The exercise>
Quote the records below word for word, starting at the line that contains "Return the polygon of every instance of the parked" and ending at the line that contains "66 199 L 69", with both of those lines included.

Source data>
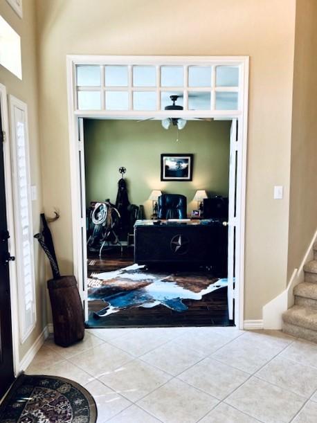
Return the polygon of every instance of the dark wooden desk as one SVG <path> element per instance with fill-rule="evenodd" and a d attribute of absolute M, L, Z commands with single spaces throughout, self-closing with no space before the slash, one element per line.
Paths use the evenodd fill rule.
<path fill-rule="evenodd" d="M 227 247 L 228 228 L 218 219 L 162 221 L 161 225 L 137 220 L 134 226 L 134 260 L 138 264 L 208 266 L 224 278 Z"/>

---

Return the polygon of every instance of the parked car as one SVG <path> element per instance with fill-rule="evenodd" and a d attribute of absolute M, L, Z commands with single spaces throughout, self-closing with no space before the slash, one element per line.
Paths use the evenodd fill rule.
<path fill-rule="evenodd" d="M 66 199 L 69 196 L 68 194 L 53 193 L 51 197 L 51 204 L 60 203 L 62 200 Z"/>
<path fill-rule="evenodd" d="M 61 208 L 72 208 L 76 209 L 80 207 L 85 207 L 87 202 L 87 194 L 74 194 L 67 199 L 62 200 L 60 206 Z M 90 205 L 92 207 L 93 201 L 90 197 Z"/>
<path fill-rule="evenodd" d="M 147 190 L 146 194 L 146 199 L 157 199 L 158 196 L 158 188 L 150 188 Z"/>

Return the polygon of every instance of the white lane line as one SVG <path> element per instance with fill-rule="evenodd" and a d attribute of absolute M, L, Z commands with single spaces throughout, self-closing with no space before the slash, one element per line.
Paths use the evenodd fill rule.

Answer for the task>
Return the polygon of every instance of the parked car as one SVG <path> element per instance with fill-rule="evenodd" and a d attribute of absolute M, L, Z commands with single spaces throughout, self-closing with no space before the slash, one element per line.
Paths use the evenodd fill rule.
<path fill-rule="evenodd" d="M 66 199 L 69 196 L 68 194 L 53 193 L 51 197 L 51 204 L 60 203 L 62 200 Z"/>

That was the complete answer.